Repeat the lines below word for word, everything from the line containing "Trace the outline of every instance of the grass" down to the last line, and leave the pictures out of your answer.

Picture annotation records:
+ + +
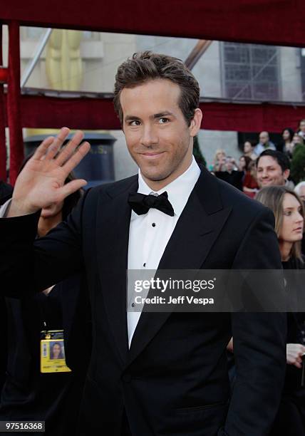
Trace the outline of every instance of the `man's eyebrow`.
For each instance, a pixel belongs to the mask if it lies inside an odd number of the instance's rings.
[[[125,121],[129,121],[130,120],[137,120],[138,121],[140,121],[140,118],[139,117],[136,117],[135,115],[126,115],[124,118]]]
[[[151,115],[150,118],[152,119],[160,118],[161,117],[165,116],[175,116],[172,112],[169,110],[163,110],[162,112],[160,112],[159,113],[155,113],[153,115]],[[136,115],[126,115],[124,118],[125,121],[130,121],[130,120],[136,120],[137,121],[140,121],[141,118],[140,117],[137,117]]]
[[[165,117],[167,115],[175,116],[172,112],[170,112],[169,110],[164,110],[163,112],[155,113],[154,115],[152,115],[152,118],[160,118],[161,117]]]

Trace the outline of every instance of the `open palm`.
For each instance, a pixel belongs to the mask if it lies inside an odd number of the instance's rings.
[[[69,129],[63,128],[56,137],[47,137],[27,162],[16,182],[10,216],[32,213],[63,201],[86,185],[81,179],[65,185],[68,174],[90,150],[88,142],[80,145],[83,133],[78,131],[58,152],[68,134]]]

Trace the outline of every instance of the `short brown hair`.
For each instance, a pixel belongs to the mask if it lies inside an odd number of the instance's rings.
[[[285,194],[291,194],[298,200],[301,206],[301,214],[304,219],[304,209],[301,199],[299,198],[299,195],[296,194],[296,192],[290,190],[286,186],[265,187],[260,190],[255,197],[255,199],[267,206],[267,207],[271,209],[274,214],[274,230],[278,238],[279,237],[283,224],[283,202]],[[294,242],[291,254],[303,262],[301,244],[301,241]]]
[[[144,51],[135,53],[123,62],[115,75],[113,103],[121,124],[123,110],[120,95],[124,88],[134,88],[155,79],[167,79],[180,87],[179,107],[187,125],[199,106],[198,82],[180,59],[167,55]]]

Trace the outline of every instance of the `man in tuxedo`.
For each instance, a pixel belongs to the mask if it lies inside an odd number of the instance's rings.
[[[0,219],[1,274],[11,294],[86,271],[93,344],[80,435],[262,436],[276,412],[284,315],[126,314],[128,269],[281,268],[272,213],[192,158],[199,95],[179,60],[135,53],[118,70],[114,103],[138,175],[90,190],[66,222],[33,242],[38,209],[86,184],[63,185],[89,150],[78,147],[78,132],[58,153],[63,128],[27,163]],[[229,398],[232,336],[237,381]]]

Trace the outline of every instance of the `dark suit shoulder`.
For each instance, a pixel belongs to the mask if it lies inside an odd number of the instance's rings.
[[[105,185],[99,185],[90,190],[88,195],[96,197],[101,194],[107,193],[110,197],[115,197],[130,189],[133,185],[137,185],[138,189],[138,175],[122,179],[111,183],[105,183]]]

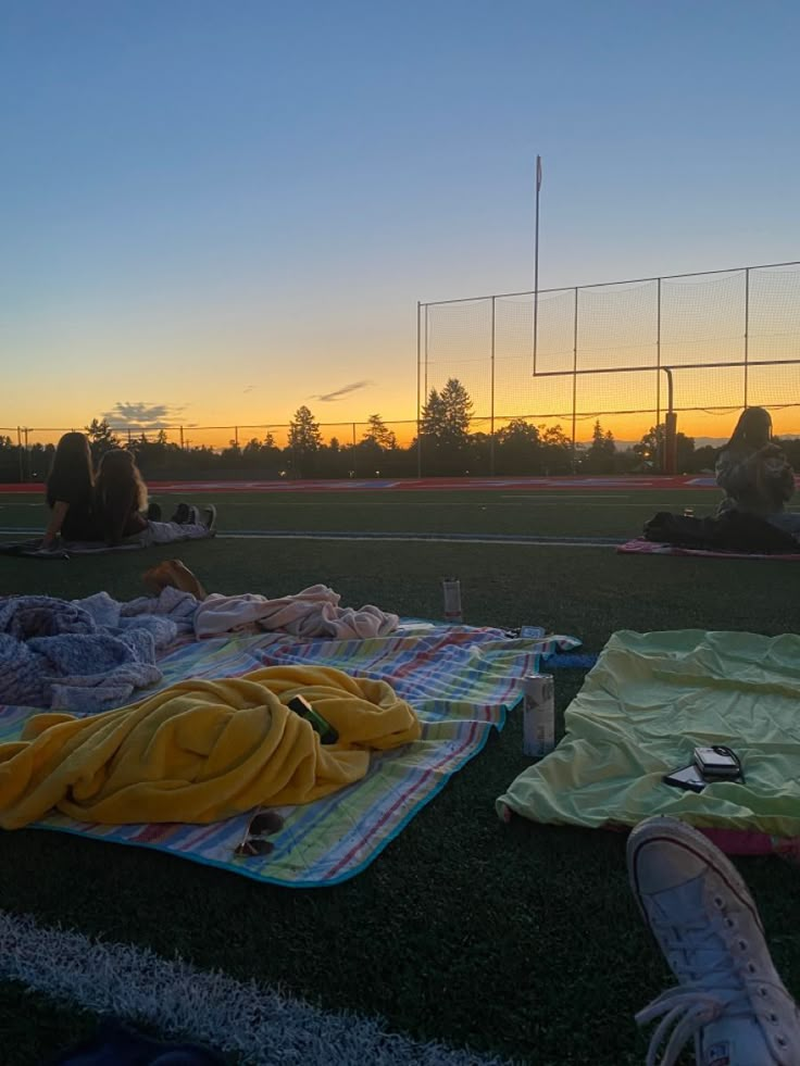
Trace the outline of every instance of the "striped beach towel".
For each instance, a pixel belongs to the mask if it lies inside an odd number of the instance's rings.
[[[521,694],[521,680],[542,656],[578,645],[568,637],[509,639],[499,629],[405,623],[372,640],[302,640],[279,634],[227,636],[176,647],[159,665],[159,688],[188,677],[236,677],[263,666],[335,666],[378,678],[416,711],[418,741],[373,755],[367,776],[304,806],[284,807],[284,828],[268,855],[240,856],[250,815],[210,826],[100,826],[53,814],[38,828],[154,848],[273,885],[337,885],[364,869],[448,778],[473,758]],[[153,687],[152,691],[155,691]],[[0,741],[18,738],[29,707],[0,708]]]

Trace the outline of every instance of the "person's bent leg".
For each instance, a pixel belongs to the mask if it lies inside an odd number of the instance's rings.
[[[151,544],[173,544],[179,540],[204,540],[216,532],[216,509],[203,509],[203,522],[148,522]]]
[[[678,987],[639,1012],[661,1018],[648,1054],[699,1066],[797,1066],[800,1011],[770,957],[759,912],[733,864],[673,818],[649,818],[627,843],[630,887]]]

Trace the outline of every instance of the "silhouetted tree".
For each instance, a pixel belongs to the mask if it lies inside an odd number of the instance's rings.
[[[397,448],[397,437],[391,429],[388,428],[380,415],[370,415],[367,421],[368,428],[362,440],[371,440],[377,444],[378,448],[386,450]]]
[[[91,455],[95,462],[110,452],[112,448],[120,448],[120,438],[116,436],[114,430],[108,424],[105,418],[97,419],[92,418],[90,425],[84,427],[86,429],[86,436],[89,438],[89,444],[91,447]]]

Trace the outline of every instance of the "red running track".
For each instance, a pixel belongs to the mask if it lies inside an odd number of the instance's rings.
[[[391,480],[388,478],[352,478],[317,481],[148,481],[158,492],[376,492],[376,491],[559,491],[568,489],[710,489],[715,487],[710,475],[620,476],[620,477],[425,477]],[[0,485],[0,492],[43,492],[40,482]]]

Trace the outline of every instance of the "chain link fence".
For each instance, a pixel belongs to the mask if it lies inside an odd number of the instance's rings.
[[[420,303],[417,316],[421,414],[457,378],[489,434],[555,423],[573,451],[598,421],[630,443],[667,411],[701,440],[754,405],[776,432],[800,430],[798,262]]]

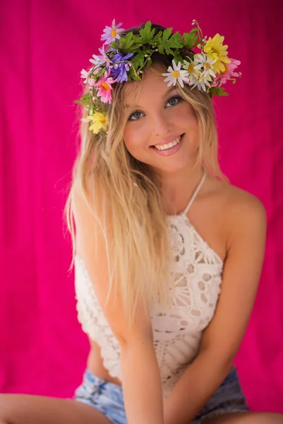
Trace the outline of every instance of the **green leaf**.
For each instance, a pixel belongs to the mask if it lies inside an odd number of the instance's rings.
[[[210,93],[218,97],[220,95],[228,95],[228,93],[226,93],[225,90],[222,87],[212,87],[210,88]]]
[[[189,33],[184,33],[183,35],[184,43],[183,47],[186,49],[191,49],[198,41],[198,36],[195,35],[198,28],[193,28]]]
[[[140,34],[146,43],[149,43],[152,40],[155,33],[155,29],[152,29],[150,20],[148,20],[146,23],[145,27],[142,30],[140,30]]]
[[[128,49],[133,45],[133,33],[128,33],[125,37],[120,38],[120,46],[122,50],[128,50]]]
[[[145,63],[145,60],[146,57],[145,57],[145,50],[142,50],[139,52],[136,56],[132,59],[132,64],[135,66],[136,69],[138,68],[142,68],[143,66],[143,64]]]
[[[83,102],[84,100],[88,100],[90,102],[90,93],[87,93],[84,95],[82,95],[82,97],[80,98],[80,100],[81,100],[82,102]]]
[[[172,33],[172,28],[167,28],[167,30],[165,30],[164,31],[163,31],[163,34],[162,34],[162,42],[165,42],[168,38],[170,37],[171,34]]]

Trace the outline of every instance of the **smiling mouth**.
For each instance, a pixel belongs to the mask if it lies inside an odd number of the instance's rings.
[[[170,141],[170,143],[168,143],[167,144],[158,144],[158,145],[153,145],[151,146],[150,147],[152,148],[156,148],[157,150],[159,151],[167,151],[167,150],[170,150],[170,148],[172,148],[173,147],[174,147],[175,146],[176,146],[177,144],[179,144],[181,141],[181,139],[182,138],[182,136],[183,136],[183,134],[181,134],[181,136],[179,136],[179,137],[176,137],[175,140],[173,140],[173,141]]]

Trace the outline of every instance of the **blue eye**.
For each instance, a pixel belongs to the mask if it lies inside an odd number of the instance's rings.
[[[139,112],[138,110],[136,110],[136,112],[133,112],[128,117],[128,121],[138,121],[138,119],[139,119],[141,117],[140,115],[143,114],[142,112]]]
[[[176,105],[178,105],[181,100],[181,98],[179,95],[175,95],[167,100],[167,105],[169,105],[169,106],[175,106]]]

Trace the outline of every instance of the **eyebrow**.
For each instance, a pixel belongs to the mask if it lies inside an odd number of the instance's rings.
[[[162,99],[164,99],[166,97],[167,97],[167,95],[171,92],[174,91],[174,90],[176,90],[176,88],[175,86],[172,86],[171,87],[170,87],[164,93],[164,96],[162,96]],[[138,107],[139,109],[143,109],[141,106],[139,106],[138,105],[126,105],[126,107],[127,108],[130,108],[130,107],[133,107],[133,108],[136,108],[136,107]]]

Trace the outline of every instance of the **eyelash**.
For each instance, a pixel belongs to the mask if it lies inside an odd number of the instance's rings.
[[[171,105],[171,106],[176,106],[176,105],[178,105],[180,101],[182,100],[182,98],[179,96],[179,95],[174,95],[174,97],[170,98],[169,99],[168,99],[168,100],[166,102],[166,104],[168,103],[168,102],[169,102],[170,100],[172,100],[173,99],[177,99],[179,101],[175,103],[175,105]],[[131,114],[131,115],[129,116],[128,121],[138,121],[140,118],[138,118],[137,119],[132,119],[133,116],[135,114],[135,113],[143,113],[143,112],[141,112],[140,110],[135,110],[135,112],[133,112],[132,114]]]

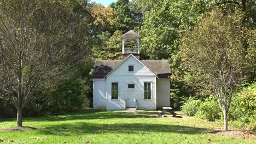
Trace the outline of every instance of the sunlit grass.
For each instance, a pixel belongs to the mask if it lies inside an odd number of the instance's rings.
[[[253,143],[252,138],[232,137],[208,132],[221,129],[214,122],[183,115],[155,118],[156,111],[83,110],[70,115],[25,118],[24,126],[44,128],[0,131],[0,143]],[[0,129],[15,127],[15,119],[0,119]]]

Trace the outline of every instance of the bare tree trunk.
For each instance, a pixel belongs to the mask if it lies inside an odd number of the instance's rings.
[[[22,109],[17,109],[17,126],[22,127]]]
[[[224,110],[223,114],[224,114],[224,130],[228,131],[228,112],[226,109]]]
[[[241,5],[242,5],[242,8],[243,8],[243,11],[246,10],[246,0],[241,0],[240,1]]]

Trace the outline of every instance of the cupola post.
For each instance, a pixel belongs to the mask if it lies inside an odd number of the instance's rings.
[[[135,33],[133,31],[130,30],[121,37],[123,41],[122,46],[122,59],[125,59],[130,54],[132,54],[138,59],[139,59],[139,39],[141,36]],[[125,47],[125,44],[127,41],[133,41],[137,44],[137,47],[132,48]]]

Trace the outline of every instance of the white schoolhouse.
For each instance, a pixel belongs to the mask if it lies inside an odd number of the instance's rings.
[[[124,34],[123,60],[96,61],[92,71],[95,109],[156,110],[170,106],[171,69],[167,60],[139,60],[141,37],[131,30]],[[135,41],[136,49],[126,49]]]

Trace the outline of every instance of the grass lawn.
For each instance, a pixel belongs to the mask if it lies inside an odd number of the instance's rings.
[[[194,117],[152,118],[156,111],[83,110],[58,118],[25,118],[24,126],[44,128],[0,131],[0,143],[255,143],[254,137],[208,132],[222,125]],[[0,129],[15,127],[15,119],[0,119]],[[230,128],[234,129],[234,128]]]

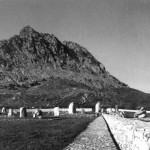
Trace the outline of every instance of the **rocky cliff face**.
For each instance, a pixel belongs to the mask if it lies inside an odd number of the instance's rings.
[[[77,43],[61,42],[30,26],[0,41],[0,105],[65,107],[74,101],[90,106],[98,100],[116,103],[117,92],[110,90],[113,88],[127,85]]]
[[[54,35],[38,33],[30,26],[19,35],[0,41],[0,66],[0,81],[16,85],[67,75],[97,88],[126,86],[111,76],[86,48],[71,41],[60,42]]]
+ + +
> _Solution to this task_
Trace the outline of every instance of the grass lawn.
For each instance, a pixel belongs to the mask if it lies inside an odd number of the instance's rings.
[[[194,117],[152,118],[156,111],[83,110],[58,118],[25,118],[24,126],[44,128],[0,131],[0,143],[255,143],[254,137],[208,132],[222,125]],[[0,129],[15,127],[15,119],[0,119]],[[230,128],[234,129],[234,128]]]

Trace the outline of every instance of the **rocky cliff face**.
For each instance, a pixel belongs to the mask if it lies inside an odd number of the instance's rings.
[[[77,43],[61,42],[30,26],[0,41],[0,105],[65,107],[74,101],[90,106],[98,100],[116,103],[117,92],[110,90],[113,88],[127,85]]]
[[[54,35],[38,33],[30,26],[19,35],[0,41],[0,66],[0,81],[16,85],[67,75],[97,88],[126,86],[111,76],[86,48],[71,41],[60,42]]]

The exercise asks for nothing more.